Start of The data

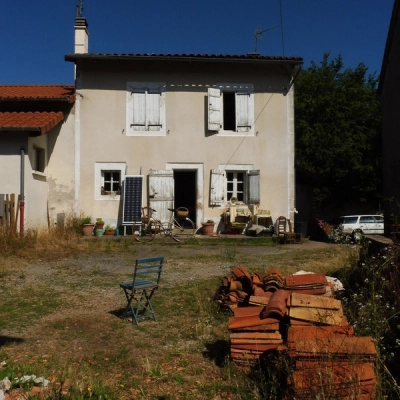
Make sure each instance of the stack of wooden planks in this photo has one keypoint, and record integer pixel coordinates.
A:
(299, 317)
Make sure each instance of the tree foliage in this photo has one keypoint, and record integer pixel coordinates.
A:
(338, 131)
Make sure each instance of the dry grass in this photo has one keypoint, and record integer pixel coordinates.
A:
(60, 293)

End of The data
Start of The data

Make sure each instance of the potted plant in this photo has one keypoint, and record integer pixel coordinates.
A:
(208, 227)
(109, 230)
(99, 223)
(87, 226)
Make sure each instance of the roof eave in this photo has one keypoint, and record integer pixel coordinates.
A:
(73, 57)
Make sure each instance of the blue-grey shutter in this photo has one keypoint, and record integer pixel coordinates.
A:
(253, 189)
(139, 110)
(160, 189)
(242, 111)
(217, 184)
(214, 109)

End of The data

(Aim of the exercise): Pick each line holding the word "instance" out of the data and copy it.

(Answer space):
Make sure each instance of the stack of wooden planks in this photo has one keypoint, and record integer pixel coordinates.
Make sure each instance of the tree foliage in this photo has one keypoint, and record integer pixel coordinates.
Make sure each instance of the dry grass in this photo has one keypoint, and record integer pixel coordinates.
Make sure each instance of the potted plant in this photo has one keypoint, and record integer pixel coordinates.
Make sure each instance of the roof eave in this photo has one keypoint, and record integer pixel coordinates.
Make sure each instance of the blue-grey shutter in this photo has one keypoint, and record integer pixel coordinates.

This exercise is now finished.